#### [Goal of the exercise]
Please reproduce the data below word for word, keeping every line of it.

#### [Records supplied]
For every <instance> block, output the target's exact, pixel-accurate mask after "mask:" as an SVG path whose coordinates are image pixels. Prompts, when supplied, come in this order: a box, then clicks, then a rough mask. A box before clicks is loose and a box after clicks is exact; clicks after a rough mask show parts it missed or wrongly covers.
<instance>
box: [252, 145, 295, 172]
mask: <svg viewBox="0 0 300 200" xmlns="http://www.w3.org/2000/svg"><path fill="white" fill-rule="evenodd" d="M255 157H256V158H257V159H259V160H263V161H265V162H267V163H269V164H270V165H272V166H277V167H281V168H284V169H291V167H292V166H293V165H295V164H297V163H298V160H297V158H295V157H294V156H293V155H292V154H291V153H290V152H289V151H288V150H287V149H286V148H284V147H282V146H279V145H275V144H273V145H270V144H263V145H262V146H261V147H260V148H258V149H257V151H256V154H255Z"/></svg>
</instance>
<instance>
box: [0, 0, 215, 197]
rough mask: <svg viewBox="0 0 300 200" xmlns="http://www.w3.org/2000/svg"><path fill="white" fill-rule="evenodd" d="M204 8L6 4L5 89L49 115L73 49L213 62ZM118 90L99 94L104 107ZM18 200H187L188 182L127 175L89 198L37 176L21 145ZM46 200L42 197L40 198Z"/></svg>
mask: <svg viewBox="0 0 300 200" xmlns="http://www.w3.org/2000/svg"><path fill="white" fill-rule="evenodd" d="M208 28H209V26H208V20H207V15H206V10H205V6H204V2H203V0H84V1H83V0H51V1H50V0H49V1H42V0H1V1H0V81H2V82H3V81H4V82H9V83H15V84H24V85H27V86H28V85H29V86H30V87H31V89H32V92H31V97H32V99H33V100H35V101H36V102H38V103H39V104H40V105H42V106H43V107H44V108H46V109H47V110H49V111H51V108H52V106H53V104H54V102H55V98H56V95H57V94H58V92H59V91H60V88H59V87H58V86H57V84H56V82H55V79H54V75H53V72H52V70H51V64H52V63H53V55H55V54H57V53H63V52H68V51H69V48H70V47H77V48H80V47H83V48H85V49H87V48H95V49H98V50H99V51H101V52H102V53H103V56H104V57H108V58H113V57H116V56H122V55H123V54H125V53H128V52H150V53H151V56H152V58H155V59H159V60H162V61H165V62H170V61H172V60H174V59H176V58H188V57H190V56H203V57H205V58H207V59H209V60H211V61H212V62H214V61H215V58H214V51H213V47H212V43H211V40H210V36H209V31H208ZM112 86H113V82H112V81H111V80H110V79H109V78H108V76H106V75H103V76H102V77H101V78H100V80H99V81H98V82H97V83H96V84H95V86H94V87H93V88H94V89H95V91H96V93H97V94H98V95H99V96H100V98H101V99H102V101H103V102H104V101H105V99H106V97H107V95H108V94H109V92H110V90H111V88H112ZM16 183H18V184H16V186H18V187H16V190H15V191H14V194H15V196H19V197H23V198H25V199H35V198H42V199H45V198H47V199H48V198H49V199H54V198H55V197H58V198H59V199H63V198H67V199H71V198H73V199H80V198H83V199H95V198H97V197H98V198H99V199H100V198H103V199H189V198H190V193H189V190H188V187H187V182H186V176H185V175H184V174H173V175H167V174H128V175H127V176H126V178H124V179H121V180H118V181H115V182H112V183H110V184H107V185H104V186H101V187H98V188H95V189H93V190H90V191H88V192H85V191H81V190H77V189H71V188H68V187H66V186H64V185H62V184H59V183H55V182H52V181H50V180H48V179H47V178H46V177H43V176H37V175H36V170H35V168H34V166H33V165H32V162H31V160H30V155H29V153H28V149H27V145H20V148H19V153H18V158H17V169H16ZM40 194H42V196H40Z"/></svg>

#### [Exercise solution]
For every <instance> block, output the target's exact, pixel-accurate mask after "mask:" as an SVG path whose coordinates are image pixels. Prompts, when supplied, come in this order: a box, then clicks, then a rough mask. A box before clicks is loose and a box after clicks is exact; clicks after a rough mask show parts it missed or wrongly covers.
<instance>
box: [252, 145, 295, 172]
mask: <svg viewBox="0 0 300 200" xmlns="http://www.w3.org/2000/svg"><path fill="white" fill-rule="evenodd" d="M255 157H256V158H257V159H259V160H263V161H265V162H267V163H269V164H270V165H272V166H277V167H281V168H284V169H291V167H292V166H293V165H295V164H297V163H298V160H297V158H295V157H294V156H293V155H292V154H291V153H290V152H289V151H288V150H287V149H286V148H284V147H282V146H279V145H275V144H273V145H270V144H263V145H262V146H261V147H260V148H258V149H257V151H256V154H255Z"/></svg>
</instance>
<instance>
box: [0, 0, 215, 197]
rough mask: <svg viewBox="0 0 300 200" xmlns="http://www.w3.org/2000/svg"><path fill="white" fill-rule="evenodd" d="M204 8L6 4L5 89L49 115L73 49L213 62ZM118 90L99 94L104 107ZM18 200H187L188 182L127 175L89 198L37 176L21 145ZM46 200L42 197L40 198Z"/></svg>
mask: <svg viewBox="0 0 300 200" xmlns="http://www.w3.org/2000/svg"><path fill="white" fill-rule="evenodd" d="M208 28H209V26H208V20H207V15H206V10H205V6H204V2H203V0H84V1H83V0H51V1H50V0H49V1H42V0H1V1H0V81H2V82H3V81H4V82H9V83H15V84H24V85H27V86H28V85H29V86H30V87H31V89H32V92H31V97H32V99H33V100H35V101H36V102H38V103H39V104H40V105H42V106H43V107H44V108H46V109H47V110H49V111H51V108H52V106H53V104H54V102H55V98H56V95H57V94H58V92H59V91H60V88H59V87H58V86H57V84H56V82H55V79H54V75H53V72H52V70H51V64H52V63H53V55H55V54H57V53H63V52H68V51H69V48H70V47H77V48H80V47H83V48H85V49H87V48H95V49H98V50H99V51H101V52H102V53H103V56H104V57H108V58H113V57H116V56H122V55H123V54H125V53H128V52H150V53H151V56H152V58H155V59H159V60H162V61H165V62H170V61H172V60H174V59H176V58H188V57H190V56H203V57H205V58H207V59H209V60H211V61H212V62H214V61H215V58H214V51H213V47H212V43H211V40H210V36H209V31H208ZM112 86H113V82H112V81H111V80H110V79H109V78H108V76H106V75H103V76H102V77H101V78H100V80H99V81H98V82H97V83H96V84H95V86H94V87H93V88H94V89H95V91H96V93H97V94H98V95H99V96H100V98H101V99H102V101H103V102H104V101H105V99H106V97H107V95H108V94H109V92H110V90H111V88H112ZM16 183H18V184H16V186H18V187H16V190H15V191H14V194H15V196H19V197H23V198H25V199H35V198H42V199H45V198H47V199H48V198H49V199H54V198H55V197H58V198H59V199H63V198H67V199H71V198H73V199H80V198H83V199H95V198H97V197H98V198H99V199H100V198H103V199H189V198H190V193H189V190H188V187H187V182H186V176H185V175H184V174H173V175H167V174H128V175H127V176H126V178H124V179H121V180H118V181H115V182H112V183H110V184H107V185H104V186H101V187H98V188H95V189H93V190H90V191H88V192H85V191H81V190H77V189H71V188H68V187H66V186H64V185H62V184H59V183H55V182H52V181H50V180H48V179H47V178H46V177H43V176H37V175H36V170H35V168H34V166H33V165H32V162H31V160H30V155H29V153H28V149H27V145H20V148H19V153H18V158H17V169H16ZM40 194H42V196H40Z"/></svg>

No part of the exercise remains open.